Work order: Leave out the pictures and repeat the entries below verbatim.

Data under study:
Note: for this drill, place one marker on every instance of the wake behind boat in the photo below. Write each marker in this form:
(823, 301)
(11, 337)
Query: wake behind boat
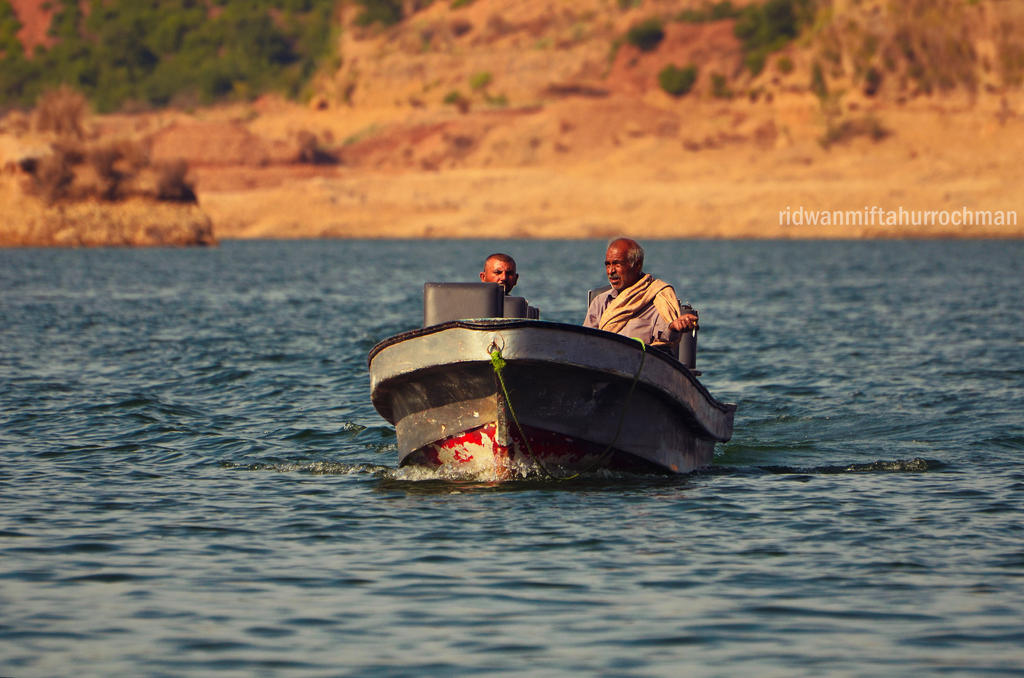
(509, 397)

Exercise solution:
Note: for this drill, place one marker on every instance of the wake behind boat in the photo below. Write each marker in this form:
(823, 301)
(11, 337)
Query: wake behind boat
(509, 397)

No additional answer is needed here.